=== What the task requires ===
Copy out, word for word, the entire passage below about the kittens.

Passage shown: Begin

I am off for four days this weekend, which will be a nice break from work. The usual chores await, though so do naps, time for cats and books, music and simple relaxation.

So, to all who are reading this – and to all who are not – a merry Christmas and a happy new year. God bless you all.

Monday, December 21, 2020

Other People's Cats

Well, there is good news coming from the former Felons’ new home – and I do mean ‘new home’ because the decision has been made formally to adopt the kittens. Their names have been changed. Though they were, I think, beginning to understand that I was calling them, I don’t believe that they knew their distinct names, so receiving different ones will hardly confuse them. Oleo is now Smudge, and Bisto is Scout.

Interestingly, their behaviour with their new family reflects their personalities as I saw them emerging here. Scout has been more ready to accept the new people in his life, already cuddling with them, while Smudge is more reticent, but obviously is starting to enjoy himself because his trade-mark purr is loud and clear.

And here’s a gift from their new people: an Instagram page has been made for the kittens. Those wanting to look at it will likely have to copy and paste this address, as I am not sure how to make it interactive. Nonetheless, you can see the objects of your curiosity here:

Just because I have a couple of left-over pictures of my favourite escapees, I’ll end with them. From now on, the little ones will have others taking their photographs, and that is as it should be.


Friday, December 18, 2020

A Few Felonious Thoughts

Now that the Felons have gone to their new home, I have time to reflect on their residence with me. I can write that they taught me a great deal, about kittens in particular, and cats in general.

I have learned that kittens should always come in pairs, at the least. They really aren’t twice as much trouble as a single, and the advantages over just one kitten are many. First and foremost, two kittens are company for one another. When the human is absent, or even when he is present, the two youngsters play, wrestle and sleep together. They encourage each other to eat, and to use the litter-box. They learn from each other: Oleo taught Bisto some things about where to wet, and Bisto showed his brother how to descend steps. As important as anything else, two kittens provide strength and bravery to each other, which is not a little thing when the whole world is new. I couldnt have counted how many times one of the Felons looked for the other when in a new room or situation.

Passage shown: End
Records: Begin

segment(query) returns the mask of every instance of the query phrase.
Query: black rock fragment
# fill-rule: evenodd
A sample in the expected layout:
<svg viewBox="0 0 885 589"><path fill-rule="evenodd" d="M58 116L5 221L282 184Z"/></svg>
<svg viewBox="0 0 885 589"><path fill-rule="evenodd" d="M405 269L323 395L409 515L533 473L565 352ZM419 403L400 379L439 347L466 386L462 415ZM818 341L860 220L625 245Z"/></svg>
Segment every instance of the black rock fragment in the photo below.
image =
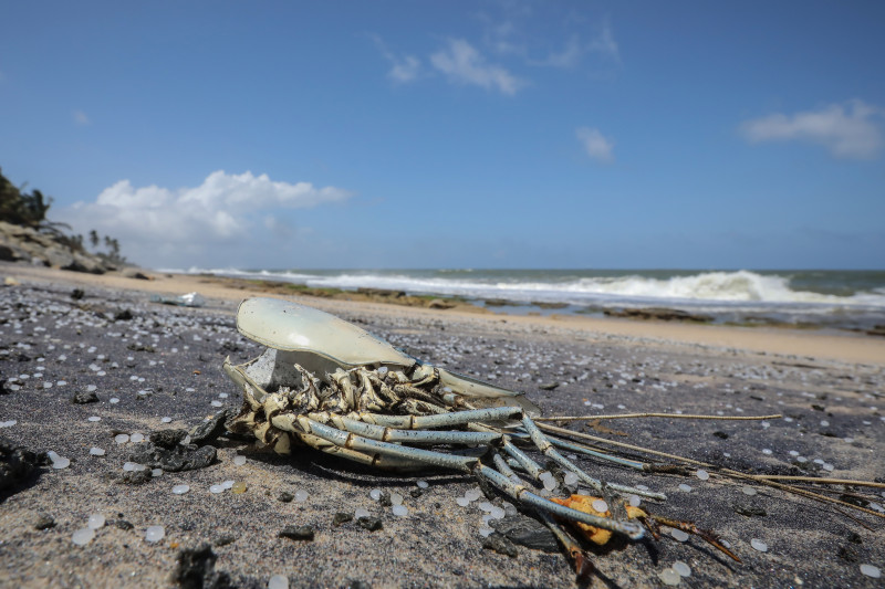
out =
<svg viewBox="0 0 885 589"><path fill-rule="evenodd" d="M143 485L154 477L153 473L147 469L142 471L127 471L119 477L119 482L124 485Z"/></svg>
<svg viewBox="0 0 885 589"><path fill-rule="evenodd" d="M491 519L489 525L507 539L544 553L559 553L553 533L540 522L524 515L508 515L503 519Z"/></svg>
<svg viewBox="0 0 885 589"><path fill-rule="evenodd" d="M171 473L205 469L216 459L216 449L210 445L197 448L194 444L178 444L174 448L163 448L150 443L138 446L129 452L128 461Z"/></svg>
<svg viewBox="0 0 885 589"><path fill-rule="evenodd" d="M23 483L39 466L48 463L45 454L31 452L0 438L0 498L4 491Z"/></svg>
<svg viewBox="0 0 885 589"><path fill-rule="evenodd" d="M332 518L332 525L335 526L335 527L339 527L340 525L346 524L347 522L350 522L352 519L353 519L353 514L339 512Z"/></svg>
<svg viewBox="0 0 885 589"><path fill-rule="evenodd" d="M208 544L178 550L173 582L184 589L233 589L236 585L230 575L225 571L216 572L217 559L218 556Z"/></svg>
<svg viewBox="0 0 885 589"><path fill-rule="evenodd" d="M513 543L497 532L489 534L489 536L482 540L482 547L487 550L494 550L499 555L509 556L510 558L517 557L517 547Z"/></svg>
<svg viewBox="0 0 885 589"><path fill-rule="evenodd" d="M746 515L747 517L764 517L768 515L768 512L757 505L743 505L741 503L735 503L731 505L731 509L736 514Z"/></svg>
<svg viewBox="0 0 885 589"><path fill-rule="evenodd" d="M229 409L223 409L212 416L209 421L204 421L190 432L190 443L197 445L208 445L218 440L218 437L225 433L225 422L228 420Z"/></svg>
<svg viewBox="0 0 885 589"><path fill-rule="evenodd" d="M311 526L285 526L277 535L290 540L313 541L313 528Z"/></svg>
<svg viewBox="0 0 885 589"><path fill-rule="evenodd" d="M377 532L384 527L377 517L361 517L356 523L369 532Z"/></svg>
<svg viewBox="0 0 885 589"><path fill-rule="evenodd" d="M153 443L154 445L156 445L158 448L165 448L166 450L173 450L185 438L187 438L187 431L186 430L168 429L168 430L157 430L157 431L150 432L149 440L150 440L150 443Z"/></svg>
<svg viewBox="0 0 885 589"><path fill-rule="evenodd" d="M51 515L40 514L34 522L34 529L49 529L55 527L55 519Z"/></svg>
<svg viewBox="0 0 885 589"><path fill-rule="evenodd" d="M75 392L73 397L71 397L71 402L74 404L86 404L86 403L97 403L98 396L95 395L95 391L80 391Z"/></svg>

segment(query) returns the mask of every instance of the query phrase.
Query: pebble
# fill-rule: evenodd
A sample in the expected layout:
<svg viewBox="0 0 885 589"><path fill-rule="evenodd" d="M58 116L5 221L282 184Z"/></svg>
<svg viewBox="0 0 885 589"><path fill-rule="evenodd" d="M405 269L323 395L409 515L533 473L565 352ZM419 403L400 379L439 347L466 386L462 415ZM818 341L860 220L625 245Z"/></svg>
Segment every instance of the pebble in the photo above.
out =
<svg viewBox="0 0 885 589"><path fill-rule="evenodd" d="M88 527L84 527L74 532L74 535L71 536L71 541L76 544L77 546L85 546L92 541L92 538L95 537L95 530Z"/></svg>
<svg viewBox="0 0 885 589"><path fill-rule="evenodd" d="M670 587L679 585L679 582L683 580L683 576L670 567L665 568L658 572L657 576L660 579L660 582Z"/></svg>
<svg viewBox="0 0 885 589"><path fill-rule="evenodd" d="M92 514L86 525L90 529L98 529L100 527L104 527L104 522L105 519L102 514Z"/></svg>
<svg viewBox="0 0 885 589"><path fill-rule="evenodd" d="M149 526L145 530L145 540L157 543L166 536L166 528L163 526Z"/></svg>
<svg viewBox="0 0 885 589"><path fill-rule="evenodd" d="M268 589L289 589L289 577L285 575L274 575L268 579Z"/></svg>

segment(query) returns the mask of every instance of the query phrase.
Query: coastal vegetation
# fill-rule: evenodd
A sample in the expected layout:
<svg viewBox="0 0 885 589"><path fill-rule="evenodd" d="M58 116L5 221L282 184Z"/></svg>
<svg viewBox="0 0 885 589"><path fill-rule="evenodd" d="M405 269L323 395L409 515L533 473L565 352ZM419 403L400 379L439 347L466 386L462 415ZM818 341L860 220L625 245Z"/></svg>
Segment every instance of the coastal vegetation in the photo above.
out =
<svg viewBox="0 0 885 589"><path fill-rule="evenodd" d="M20 187L13 185L0 169L0 222L31 230L41 236L48 238L53 244L67 250L72 254L96 256L105 266L113 267L126 264L126 257L122 255L119 250L119 241L110 235L102 236L94 229L88 232L86 238L82 234L72 234L69 224L49 220L46 213L51 206L51 197L44 196L38 189L28 191L27 183ZM21 232L17 235L6 232L7 240L13 240L18 236L19 241L24 240L30 245L40 242L40 240L25 235L27 233ZM17 249L15 245L15 243L7 244L11 253L6 257L17 257L13 252ZM21 246L22 244L18 245ZM29 250L28 248L19 249ZM19 255L18 257L23 256ZM53 264L50 262L50 265Z"/></svg>

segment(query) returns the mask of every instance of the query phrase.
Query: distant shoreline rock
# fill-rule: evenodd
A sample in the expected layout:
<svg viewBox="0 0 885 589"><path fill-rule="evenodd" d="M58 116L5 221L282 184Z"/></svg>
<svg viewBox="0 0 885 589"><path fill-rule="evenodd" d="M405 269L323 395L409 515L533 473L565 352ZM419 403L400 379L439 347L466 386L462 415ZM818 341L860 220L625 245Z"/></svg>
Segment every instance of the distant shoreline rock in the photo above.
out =
<svg viewBox="0 0 885 589"><path fill-rule="evenodd" d="M104 274L117 266L88 252L77 252L53 235L0 221L0 260L73 272Z"/></svg>

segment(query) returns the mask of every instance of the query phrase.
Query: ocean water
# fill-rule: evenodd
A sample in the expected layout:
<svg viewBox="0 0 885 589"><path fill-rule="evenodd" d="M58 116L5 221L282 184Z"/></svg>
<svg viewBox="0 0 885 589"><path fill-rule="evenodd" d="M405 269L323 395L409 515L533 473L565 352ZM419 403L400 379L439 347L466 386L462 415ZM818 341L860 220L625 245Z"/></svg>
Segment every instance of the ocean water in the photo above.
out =
<svg viewBox="0 0 885 589"><path fill-rule="evenodd" d="M718 323L782 322L844 329L885 325L885 271L194 267L184 272L459 296L507 313L602 315L606 309L666 307L710 315Z"/></svg>

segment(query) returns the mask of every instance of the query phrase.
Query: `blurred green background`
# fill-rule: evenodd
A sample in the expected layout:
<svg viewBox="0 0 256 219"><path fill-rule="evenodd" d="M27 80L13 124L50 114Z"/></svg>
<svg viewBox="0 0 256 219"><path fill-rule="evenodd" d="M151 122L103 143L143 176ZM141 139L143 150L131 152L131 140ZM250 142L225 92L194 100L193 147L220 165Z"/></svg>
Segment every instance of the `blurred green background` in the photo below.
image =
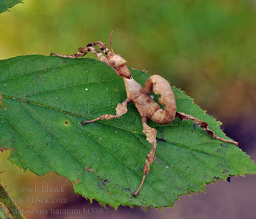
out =
<svg viewBox="0 0 256 219"><path fill-rule="evenodd" d="M150 74L159 74L185 91L202 109L222 122L224 132L239 142L240 147L248 152L252 160L255 159L256 1L25 0L24 2L11 8L11 13L0 15L0 59L28 54L49 55L52 52L73 54L79 47L98 40L109 46L113 30L114 50L128 61L128 66L145 69ZM87 55L96 58L90 53ZM11 176L17 174L17 170L14 166L7 165L5 159L8 153L0 154L0 172L5 170L0 174L0 178L16 187L26 184L29 177L35 183L43 183L42 179L46 177L37 177L27 173L20 174L16 182L12 181ZM60 184L65 181L53 174L48 178L49 183L54 181ZM252 179L248 183L254 185L255 177L246 176L246 178ZM241 187L251 188L245 185L244 178L241 182ZM72 196L72 187L69 185L69 195ZM214 191L216 187L213 188ZM222 191L219 195L224 193ZM75 195L72 198L76 198ZM198 201L205 203L202 199L206 197L201 196ZM84 203L84 199L79 201ZM186 201L180 204L187 204ZM237 204L232 205L237 211L241 207ZM177 212L173 211L176 207L172 214ZM185 205L184 208L186 209ZM119 209L119 212L127 211L125 208ZM165 215L152 211L160 218ZM141 212L140 209L127 211L128 214L136 212L146 216ZM149 212L145 213L147 217L151 215ZM114 212L113 215L118 215ZM170 214L167 212L166 215ZM197 210L195 213L197 218L203 215L199 212ZM248 218L244 218L244 214L241 215L251 218L248 214ZM121 216L125 218L125 215ZM49 217L45 218L52 218L47 216ZM63 218L80 218L70 216ZM58 217L55 218L63 218Z"/></svg>

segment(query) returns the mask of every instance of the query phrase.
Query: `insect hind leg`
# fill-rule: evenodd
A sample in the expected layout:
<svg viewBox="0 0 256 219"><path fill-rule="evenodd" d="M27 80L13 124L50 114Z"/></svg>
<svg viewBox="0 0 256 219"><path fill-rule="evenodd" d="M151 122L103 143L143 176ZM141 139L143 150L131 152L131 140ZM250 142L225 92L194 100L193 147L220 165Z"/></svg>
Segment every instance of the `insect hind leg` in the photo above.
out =
<svg viewBox="0 0 256 219"><path fill-rule="evenodd" d="M154 162L155 157L155 151L157 147L157 141L155 139L155 136L157 135L156 130L155 128L151 128L147 124L147 118L146 117L142 118L142 125L143 126L143 131L142 132L146 134L147 140L152 144L152 148L147 155L143 171L143 177L140 185L137 191L133 193L132 194L133 197L137 197L137 195L138 195L140 189L142 187L147 173L149 172L150 170L149 166L150 164L153 164Z"/></svg>
<svg viewBox="0 0 256 219"><path fill-rule="evenodd" d="M213 138L218 139L219 140L225 142L233 143L233 144L236 145L237 146L238 145L238 142L235 141L234 141L224 139L222 138L220 138L220 137L218 137L217 135L215 135L212 131L208 128L208 123L202 121L201 120L199 120L194 116L192 116L191 115L186 114L183 112L176 112L175 117L177 118L178 118L182 121L187 119L191 119L191 120L193 120L197 125L203 128L204 130Z"/></svg>

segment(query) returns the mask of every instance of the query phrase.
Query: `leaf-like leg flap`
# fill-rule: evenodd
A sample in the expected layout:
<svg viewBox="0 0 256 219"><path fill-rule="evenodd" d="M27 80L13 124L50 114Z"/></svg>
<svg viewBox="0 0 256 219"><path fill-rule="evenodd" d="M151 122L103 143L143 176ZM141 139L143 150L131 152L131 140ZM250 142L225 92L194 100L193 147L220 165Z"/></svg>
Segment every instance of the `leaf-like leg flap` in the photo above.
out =
<svg viewBox="0 0 256 219"><path fill-rule="evenodd" d="M127 104L131 101L129 99L126 99L122 103L118 103L117 104L116 110L116 115L112 115L111 114L105 114L102 115L99 117L93 120L90 121L82 121L82 123L84 126L87 123L91 123L95 122L99 119L103 120L104 119L106 119L107 120L111 119L116 119L119 118L122 115L126 113L127 112Z"/></svg>
<svg viewBox="0 0 256 219"><path fill-rule="evenodd" d="M199 120L194 116L192 116L191 115L186 114L183 112L176 112L175 117L177 117L177 118L178 118L182 121L183 120L185 120L186 119L191 119L193 120L196 124L203 128L206 131L207 133L208 133L214 138L218 139L219 140L220 140L221 141L225 142L232 143L233 144L234 144L237 146L238 145L238 142L231 140L224 139L223 138L220 138L219 137L218 137L218 136L215 135L212 131L208 128L208 123L202 121L201 120Z"/></svg>
<svg viewBox="0 0 256 219"><path fill-rule="evenodd" d="M139 193L140 189L142 187L147 173L149 172L150 170L149 166L150 164L153 164L154 162L155 151L157 147L157 142L155 140L157 130L155 128L151 128L147 124L147 118L146 117L142 118L142 125L143 126L142 132L146 134L147 140L152 144L152 148L147 155L146 158L146 161L143 171L143 177L140 187L137 191L132 194L132 196L135 197L137 197L137 195Z"/></svg>

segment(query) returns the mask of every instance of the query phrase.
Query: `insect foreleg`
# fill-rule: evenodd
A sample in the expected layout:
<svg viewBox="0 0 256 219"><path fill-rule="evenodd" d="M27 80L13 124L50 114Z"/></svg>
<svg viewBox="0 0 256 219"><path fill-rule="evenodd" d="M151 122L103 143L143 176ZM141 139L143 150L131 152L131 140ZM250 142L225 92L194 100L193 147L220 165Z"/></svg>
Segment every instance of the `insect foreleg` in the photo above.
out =
<svg viewBox="0 0 256 219"><path fill-rule="evenodd" d="M232 141L231 140L226 140L215 135L212 131L208 128L208 123L199 120L194 116L192 116L191 115L186 114L183 112L176 112L175 117L180 119L182 121L186 119L191 119L193 120L196 124L203 128L206 131L206 132L207 132L207 133L208 133L214 138L218 139L219 140L220 140L222 141L226 142L233 143L233 144L236 145L237 146L238 145L238 142L236 141Z"/></svg>
<svg viewBox="0 0 256 219"><path fill-rule="evenodd" d="M127 104L130 102L131 102L130 99L127 99L122 103L118 103L116 108L116 115L112 115L111 114L102 115L99 116L99 117L93 120L91 120L90 121L82 121L82 123L84 126L86 123L93 122L99 120L99 119L103 120L104 119L106 119L107 120L108 120L109 119L112 119L119 118L122 115L127 112Z"/></svg>

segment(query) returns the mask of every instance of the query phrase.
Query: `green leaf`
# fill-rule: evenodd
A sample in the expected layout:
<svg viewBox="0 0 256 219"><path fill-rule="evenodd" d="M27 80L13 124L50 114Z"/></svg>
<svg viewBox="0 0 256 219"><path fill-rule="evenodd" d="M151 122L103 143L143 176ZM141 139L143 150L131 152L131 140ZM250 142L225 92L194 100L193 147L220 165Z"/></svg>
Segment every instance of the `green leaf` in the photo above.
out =
<svg viewBox="0 0 256 219"><path fill-rule="evenodd" d="M256 173L256 165L238 147L212 139L191 121L176 119L164 125L149 122L157 131L158 160L151 166L141 195L132 197L151 147L134 104L128 104L128 112L119 119L81 123L115 114L117 104L126 98L121 77L93 59L39 55L0 61L0 70L6 104L0 111L0 146L14 149L9 159L25 170L64 176L75 192L92 201L116 208L172 207L177 196L204 191L205 185L216 179ZM143 86L150 76L131 72ZM228 138L220 123L172 89L177 111L207 122L216 134Z"/></svg>
<svg viewBox="0 0 256 219"><path fill-rule="evenodd" d="M4 209L0 205L0 218L1 219L11 219L7 215Z"/></svg>
<svg viewBox="0 0 256 219"><path fill-rule="evenodd" d="M2 95L0 93L0 110L5 110L5 105Z"/></svg>
<svg viewBox="0 0 256 219"><path fill-rule="evenodd" d="M22 0L0 0L0 14L10 11L10 8L18 3L23 3Z"/></svg>

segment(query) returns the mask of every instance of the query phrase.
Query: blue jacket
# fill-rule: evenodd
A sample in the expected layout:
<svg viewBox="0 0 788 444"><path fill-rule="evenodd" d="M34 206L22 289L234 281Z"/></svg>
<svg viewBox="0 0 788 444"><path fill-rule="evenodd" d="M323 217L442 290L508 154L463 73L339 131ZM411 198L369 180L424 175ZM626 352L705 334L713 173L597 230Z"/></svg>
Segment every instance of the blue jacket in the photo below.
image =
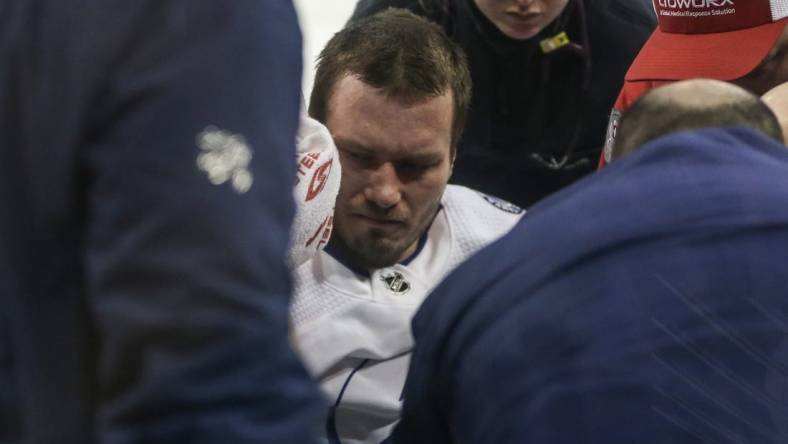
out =
<svg viewBox="0 0 788 444"><path fill-rule="evenodd" d="M648 144L430 295L394 442L788 442L786 258L784 146Z"/></svg>
<svg viewBox="0 0 788 444"><path fill-rule="evenodd" d="M0 0L1 442L312 442L300 80L289 0Z"/></svg>

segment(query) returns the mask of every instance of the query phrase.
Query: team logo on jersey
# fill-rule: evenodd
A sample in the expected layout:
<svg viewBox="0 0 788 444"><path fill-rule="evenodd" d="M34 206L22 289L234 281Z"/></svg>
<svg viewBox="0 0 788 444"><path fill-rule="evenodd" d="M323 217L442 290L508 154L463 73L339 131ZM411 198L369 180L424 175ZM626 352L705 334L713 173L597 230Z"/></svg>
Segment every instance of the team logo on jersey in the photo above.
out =
<svg viewBox="0 0 788 444"><path fill-rule="evenodd" d="M398 271L392 271L384 274L380 279L386 283L386 288L392 293L405 294L410 290L410 282L405 280L405 276Z"/></svg>
<svg viewBox="0 0 788 444"><path fill-rule="evenodd" d="M517 205L507 202L503 199L489 196L484 193L479 193L479 195L482 196L482 198L486 200L487 203L494 206L495 208L498 208L501 211L506 211L507 213L512 213L512 214L520 214L524 211L522 208L518 207Z"/></svg>
<svg viewBox="0 0 788 444"><path fill-rule="evenodd" d="M607 134L605 135L605 149L602 151L605 163L610 163L613 158L613 146L616 144L616 133L618 133L618 122L621 120L621 112L613 109L610 119L607 121Z"/></svg>
<svg viewBox="0 0 788 444"><path fill-rule="evenodd" d="M320 168L315 171L315 174L312 176L312 181L309 183L309 189L306 193L306 201L309 202L310 200L314 199L315 197L323 191L323 188L326 187L326 182L328 182L328 175L331 174L331 166L334 164L334 159L329 160L328 162L324 163L320 166Z"/></svg>
<svg viewBox="0 0 788 444"><path fill-rule="evenodd" d="M252 149L240 134L220 130L215 126L197 134L197 167L208 175L214 185L230 182L238 194L249 191L254 177L249 171Z"/></svg>

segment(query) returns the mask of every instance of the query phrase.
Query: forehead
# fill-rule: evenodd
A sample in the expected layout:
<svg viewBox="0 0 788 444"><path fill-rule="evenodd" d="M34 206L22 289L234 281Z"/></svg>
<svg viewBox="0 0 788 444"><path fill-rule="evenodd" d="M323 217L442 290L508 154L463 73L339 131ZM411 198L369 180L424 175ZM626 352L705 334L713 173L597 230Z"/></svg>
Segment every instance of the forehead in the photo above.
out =
<svg viewBox="0 0 788 444"><path fill-rule="evenodd" d="M451 91L402 103L347 75L331 94L326 126L338 142L374 148L380 154L438 150L448 154L453 112Z"/></svg>

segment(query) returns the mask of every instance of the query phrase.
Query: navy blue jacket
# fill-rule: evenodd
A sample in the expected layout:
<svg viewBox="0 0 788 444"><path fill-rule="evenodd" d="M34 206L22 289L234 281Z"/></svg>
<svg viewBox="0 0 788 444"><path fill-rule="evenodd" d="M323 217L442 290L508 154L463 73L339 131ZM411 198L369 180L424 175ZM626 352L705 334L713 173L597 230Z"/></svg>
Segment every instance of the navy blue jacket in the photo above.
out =
<svg viewBox="0 0 788 444"><path fill-rule="evenodd" d="M290 0L0 0L0 441L312 442L300 83Z"/></svg>
<svg viewBox="0 0 788 444"><path fill-rule="evenodd" d="M788 442L786 258L784 146L659 139L428 297L394 442Z"/></svg>

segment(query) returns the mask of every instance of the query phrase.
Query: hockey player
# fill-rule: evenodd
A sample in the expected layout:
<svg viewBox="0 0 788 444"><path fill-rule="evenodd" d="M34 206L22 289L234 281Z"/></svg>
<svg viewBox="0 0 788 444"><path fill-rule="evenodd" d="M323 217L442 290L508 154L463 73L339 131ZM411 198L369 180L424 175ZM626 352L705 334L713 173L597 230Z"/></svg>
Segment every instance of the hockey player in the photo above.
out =
<svg viewBox="0 0 788 444"><path fill-rule="evenodd" d="M470 99L461 51L402 10L349 25L323 50L310 114L342 161L335 232L296 271L294 340L333 408L331 443L374 443L397 421L411 316L450 270L523 210L448 186Z"/></svg>
<svg viewBox="0 0 788 444"><path fill-rule="evenodd" d="M451 182L528 207L592 172L648 0L359 0L407 8L468 55L473 102Z"/></svg>

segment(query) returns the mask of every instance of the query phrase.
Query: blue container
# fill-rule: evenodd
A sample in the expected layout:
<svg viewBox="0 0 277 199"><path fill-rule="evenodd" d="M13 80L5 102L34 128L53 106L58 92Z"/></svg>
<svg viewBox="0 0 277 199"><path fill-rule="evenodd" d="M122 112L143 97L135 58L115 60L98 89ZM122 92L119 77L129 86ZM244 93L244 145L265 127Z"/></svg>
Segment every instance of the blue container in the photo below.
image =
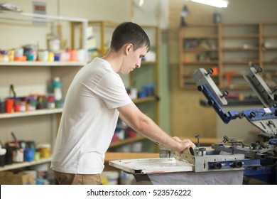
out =
<svg viewBox="0 0 277 199"><path fill-rule="evenodd" d="M33 161L35 155L35 149L24 149L24 161Z"/></svg>

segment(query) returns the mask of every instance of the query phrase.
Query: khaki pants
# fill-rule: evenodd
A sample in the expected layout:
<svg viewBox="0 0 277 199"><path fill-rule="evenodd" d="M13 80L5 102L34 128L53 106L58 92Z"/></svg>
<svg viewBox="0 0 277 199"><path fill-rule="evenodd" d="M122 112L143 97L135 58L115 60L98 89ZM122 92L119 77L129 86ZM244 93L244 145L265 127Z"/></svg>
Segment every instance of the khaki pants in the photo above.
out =
<svg viewBox="0 0 277 199"><path fill-rule="evenodd" d="M75 174L53 171L60 185L102 185L99 174Z"/></svg>

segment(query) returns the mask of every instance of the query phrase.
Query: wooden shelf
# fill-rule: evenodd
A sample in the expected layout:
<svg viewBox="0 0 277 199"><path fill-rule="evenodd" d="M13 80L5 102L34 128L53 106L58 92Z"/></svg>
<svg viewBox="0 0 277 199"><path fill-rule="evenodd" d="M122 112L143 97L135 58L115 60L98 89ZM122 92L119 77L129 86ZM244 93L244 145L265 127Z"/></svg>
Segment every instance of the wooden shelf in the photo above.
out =
<svg viewBox="0 0 277 199"><path fill-rule="evenodd" d="M0 66L83 66L86 63L80 62L0 62Z"/></svg>
<svg viewBox="0 0 277 199"><path fill-rule="evenodd" d="M201 48L185 48L183 50L183 53L217 52L217 51L218 49Z"/></svg>
<svg viewBox="0 0 277 199"><path fill-rule="evenodd" d="M146 139L146 138L144 136L137 136L134 137L134 138L128 138L128 139L126 139L123 141L119 141L111 143L109 148L112 149L112 148L114 148L114 147L118 147L120 146L123 146L123 145L126 145L126 144L131 144L131 143L134 143L134 142L137 142L137 141L143 141Z"/></svg>
<svg viewBox="0 0 277 199"><path fill-rule="evenodd" d="M62 112L63 112L63 109L40 109L40 110L36 110L32 112L24 112L4 113L4 114L0 114L0 119L50 114L61 113Z"/></svg>
<svg viewBox="0 0 277 199"><path fill-rule="evenodd" d="M47 158L40 158L40 160L36 161L14 163L11 165L5 165L4 166L0 166L0 171L17 169L17 168L28 167L28 166L38 165L38 164L49 163L50 161L51 161L51 158L50 157Z"/></svg>
<svg viewBox="0 0 277 199"><path fill-rule="evenodd" d="M219 74L225 74L230 70L240 74L246 72L246 68L249 67L249 63L256 64L264 71L266 72L268 70L268 72L272 74L273 68L277 67L277 60L274 60L273 55L277 51L277 47L266 49L264 46L266 42L273 44L277 41L276 30L277 23L230 23L212 26L197 24L182 28L179 32L180 87L194 89L195 87L192 85L193 75L192 71L195 71L197 68L207 70L210 67L213 67L213 65L216 65ZM202 33L207 33L208 36L202 35ZM217 49L197 48L200 43L197 39L202 38L206 38L207 43L211 46L215 45ZM209 41L209 38L212 40ZM195 41L191 41L192 39L195 39ZM216 40L215 43L214 39ZM195 61L199 60L200 56L203 60L214 58L212 53L217 53L217 61ZM272 60L270 60L271 59ZM226 87L225 75L217 77L219 88ZM234 77L237 80L232 82L232 86L229 89L251 90L247 85L239 85L241 83L239 78L244 79L242 75Z"/></svg>
<svg viewBox="0 0 277 199"><path fill-rule="evenodd" d="M147 97L145 98L138 98L133 100L134 103L135 104L139 104L139 103L144 103L147 102L151 102L151 101L156 101L156 97L155 96L151 96L151 97Z"/></svg>

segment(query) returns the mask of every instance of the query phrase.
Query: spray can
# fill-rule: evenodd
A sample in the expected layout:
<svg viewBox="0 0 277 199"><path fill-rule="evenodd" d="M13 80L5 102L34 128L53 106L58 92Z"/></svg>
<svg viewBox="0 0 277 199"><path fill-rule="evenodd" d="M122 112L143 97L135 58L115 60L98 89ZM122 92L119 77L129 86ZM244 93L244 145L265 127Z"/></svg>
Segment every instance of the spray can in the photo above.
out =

Records: End

=== Result for this task ===
I am off for four days this weekend, which will be a nice break from work. The usual chores await, though so do naps, time for cats and books, music and simple relaxation.

So, to all who are reading this – and to all who are not – a merry Christmas and a happy new year. God bless you all.

Monday, December 21, 2020

Other People's Cats

Well, there is good news coming from the former Felons’ new home – and I do mean ‘new home’ because the decision has been made formally to adopt the kittens. Their names have been changed. Though they were, I think, beginning to understand that I was calling them, I don’t believe that they knew their distinct names, so receiving different ones will hardly confuse them. Oleo is now Smudge, and Bisto is Scout.

Interestingly, their behaviour with their new family reflects their personalities as I saw them emerging here. Scout has been more ready to accept the new people in his life, already cuddling with them, while Smudge is more reticent, but obviously is starting to enjoy himself because his trade-mark purr is loud and clear.

And here’s a gift from their new people: an Instagram page has been made for the kittens. Those wanting to look at it will likely have to copy and paste this address, as I am not sure how to make it interactive. Nonetheless, you can see the objects of your curiosity here:

Just because I have a couple of left-over pictures of my favourite escapees, I’ll end with them. From now on, the little ones will have others taking their photographs, and that is as it should be.


Friday, December 18, 2020

A Few Felonious Thoughts

Now that the Felons have gone to their new home, I have time to reflect on their residence with me. I can write that they taught me a great deal, about kittens in particular, and cats in general.

I have learned that kittens should always come in pairs, at the least. They really aren’t twice as much trouble as a single, and the advantages over just one kitten are many. First and foremost, two kittens are company for one another. When the human is absent, or even when he is present, the two youngsters play, wrestle and sleep together. They encourage each other to eat, and to use the litter-box. They learn from each other: Oleo taught Bisto some things about where to wet, and Bisto showed his brother how to descend steps. As important as anything else, two kittens provide strength and bravery to each other, which is not a little thing when the whole world is new. I couldnt have counted how many times one of the Felons looked for the other when in a new room or situation.